[What is needed]
Write the next part of the excerpt about Shakespeare and the Earl of Southampton, starting after its final sentence.

[Excerpt provided]
THE TRIXIE MOMENT UNVEILED…
The Shakespeare Code would like to suggest that Mary Southampton brought with her..
Not Trixie the Cat, but…
A Sonnet from William Shakespeare!!!
The Code has already demonstrated that Countess Mary approved of Shakespeare’s love for her son – as the Countess in All’s Well That Ends Well approves of Helena’s love for Bertram.
A decade before, Mary Southampton had commissioned Shakespeare to write seventeen sonnets for her gay son’s seventeenth birthday, outlining the joys of marriage. She needed to ‘heterosexualise’ Harry because:
1. The Southampton family line otherwise would die out, and…
2. Lord Burghley, Harry’s ‘guardian’, was about to impose a £5,000 [£2.5 million] fine if the Papist, flaxen-headed lad did not agree to marry his Protestant grandaughter.
The Sonnets, along with the erotically charged Romeo and Juliet (in which Shakespeare’s ambivalence about his commission finds voice in the ‘disturbed’ Mercutio) had half done the job.
Harry had finally married the volatile, weepy Elizabeth Vernon. He had even fathered a daughter with her…
But he still loved Shakespeare, and Shakespeare (with nothing at all to gain from the bankrupt, attainted, imprisoned and desperately ill, Earl of Southampton) loved him right back…
Loved him, in fact, more than he had ever loved him before….

[Records supplied]
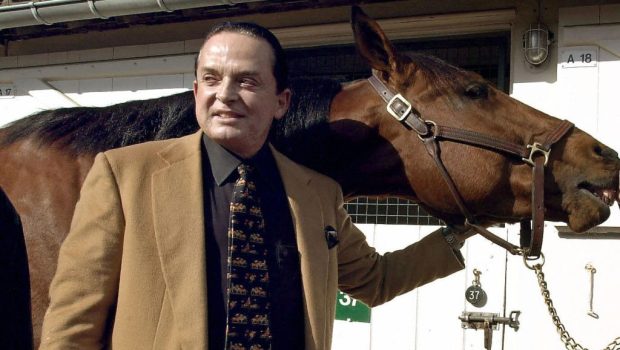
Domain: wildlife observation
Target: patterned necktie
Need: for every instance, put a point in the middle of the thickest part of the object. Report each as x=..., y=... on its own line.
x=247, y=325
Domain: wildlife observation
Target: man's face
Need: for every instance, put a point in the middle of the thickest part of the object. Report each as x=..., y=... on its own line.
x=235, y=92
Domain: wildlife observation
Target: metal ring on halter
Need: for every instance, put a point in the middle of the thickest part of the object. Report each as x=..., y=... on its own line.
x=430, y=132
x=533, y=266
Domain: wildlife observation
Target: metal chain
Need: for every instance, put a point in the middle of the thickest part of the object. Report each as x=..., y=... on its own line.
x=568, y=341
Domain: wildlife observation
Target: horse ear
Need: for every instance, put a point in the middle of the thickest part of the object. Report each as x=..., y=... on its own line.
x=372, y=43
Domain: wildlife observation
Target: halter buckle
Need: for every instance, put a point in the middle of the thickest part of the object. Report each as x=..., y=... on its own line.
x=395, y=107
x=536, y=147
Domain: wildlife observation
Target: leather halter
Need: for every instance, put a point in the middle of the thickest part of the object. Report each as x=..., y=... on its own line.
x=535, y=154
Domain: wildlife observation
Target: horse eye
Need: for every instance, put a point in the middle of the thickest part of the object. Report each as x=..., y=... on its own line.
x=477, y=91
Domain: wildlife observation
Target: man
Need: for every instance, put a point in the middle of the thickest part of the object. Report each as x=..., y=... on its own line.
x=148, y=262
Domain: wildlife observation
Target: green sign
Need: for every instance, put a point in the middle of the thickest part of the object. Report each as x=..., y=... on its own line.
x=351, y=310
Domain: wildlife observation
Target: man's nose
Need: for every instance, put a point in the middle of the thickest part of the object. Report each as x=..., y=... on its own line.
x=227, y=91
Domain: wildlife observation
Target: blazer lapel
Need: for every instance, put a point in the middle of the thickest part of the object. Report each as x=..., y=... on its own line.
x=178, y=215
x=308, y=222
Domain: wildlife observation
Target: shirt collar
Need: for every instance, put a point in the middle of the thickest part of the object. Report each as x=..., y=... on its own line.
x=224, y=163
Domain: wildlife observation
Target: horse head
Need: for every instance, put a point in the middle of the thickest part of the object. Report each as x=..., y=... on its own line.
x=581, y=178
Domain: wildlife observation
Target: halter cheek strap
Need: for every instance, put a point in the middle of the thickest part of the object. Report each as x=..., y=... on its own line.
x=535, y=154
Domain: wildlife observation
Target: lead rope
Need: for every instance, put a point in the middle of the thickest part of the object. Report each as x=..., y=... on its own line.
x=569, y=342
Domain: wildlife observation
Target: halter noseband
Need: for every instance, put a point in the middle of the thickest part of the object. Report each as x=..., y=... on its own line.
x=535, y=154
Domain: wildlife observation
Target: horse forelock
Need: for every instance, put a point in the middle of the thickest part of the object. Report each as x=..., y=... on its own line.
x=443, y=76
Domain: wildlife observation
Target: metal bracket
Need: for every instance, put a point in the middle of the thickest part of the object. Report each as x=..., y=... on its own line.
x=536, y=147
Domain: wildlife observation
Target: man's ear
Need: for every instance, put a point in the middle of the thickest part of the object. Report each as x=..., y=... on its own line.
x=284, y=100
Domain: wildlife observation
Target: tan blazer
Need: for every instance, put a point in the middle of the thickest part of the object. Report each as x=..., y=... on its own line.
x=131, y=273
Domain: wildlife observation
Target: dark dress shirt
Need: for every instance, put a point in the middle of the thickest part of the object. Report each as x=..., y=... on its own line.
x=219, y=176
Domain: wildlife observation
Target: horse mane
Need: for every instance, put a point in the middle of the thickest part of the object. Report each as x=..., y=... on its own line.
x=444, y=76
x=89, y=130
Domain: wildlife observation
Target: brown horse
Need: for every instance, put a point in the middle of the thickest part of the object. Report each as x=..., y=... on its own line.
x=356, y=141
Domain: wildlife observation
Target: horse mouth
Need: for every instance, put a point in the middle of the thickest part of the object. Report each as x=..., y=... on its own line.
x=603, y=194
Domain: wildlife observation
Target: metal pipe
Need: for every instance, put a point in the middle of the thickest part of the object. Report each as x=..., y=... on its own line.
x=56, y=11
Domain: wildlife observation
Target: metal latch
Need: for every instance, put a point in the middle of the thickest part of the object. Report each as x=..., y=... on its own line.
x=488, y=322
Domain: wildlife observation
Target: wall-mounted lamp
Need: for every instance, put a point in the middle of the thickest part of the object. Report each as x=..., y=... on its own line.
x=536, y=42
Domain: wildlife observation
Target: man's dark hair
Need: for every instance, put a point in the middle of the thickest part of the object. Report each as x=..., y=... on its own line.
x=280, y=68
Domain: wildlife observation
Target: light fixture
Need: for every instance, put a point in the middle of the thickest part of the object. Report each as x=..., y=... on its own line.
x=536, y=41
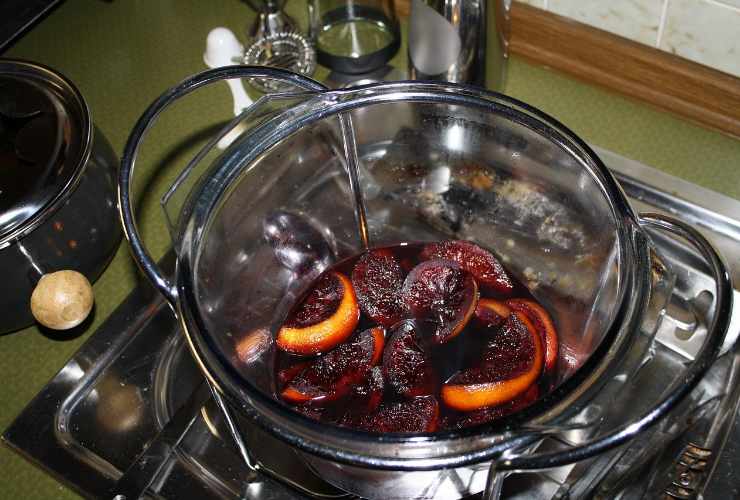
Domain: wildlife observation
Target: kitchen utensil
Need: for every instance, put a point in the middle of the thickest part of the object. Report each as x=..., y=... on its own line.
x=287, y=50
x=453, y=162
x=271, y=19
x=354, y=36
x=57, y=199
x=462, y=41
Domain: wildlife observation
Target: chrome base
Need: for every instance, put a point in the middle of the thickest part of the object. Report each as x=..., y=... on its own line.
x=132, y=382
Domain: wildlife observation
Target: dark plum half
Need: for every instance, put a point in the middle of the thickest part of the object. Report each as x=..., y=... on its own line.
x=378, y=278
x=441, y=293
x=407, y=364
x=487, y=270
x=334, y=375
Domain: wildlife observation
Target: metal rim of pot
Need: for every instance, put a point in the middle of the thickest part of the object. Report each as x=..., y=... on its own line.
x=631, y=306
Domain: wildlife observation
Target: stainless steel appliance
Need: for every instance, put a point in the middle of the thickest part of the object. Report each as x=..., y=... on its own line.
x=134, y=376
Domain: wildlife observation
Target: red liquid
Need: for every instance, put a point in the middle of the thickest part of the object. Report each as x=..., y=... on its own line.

[Expected answer]
Mary Southampton would have been a more than willing postman for a Sonnet from Cousin Will to her son.
(Shakespeare, like Helena in the play, had been ‘adopted’ by the Southampton family. His own mother, Mary Arden, was even distantly related to Mary Southampton).
In Sonnet 66, Shakespeare shows that, like Southampton, he is sick. But his sickness is a spiritual one.
Like Hamlet, he yearns for death…
Tired with all these for restful death I cry:
Shakespeare is suffering from melancholia, an aspect of life utterly accepted by the Tudors. It had to be lived with and lived through…
Queen Elizabeth would fight melancholy by retiring to her chamber to play the lute….
We think of The Elizabethan Age as a Golden one: but to the Elizabethans themselves, it was an appalling time. They thought the end of the world must be imminent because…
Things couldn’t get any worse…
As Elizabeth had said to William Lambarde, the antiquarian scholar, on 4 August, 1601:
now the wit of the fox is everywhere on foot, so as hardly a faithful or virtuous man may be found’.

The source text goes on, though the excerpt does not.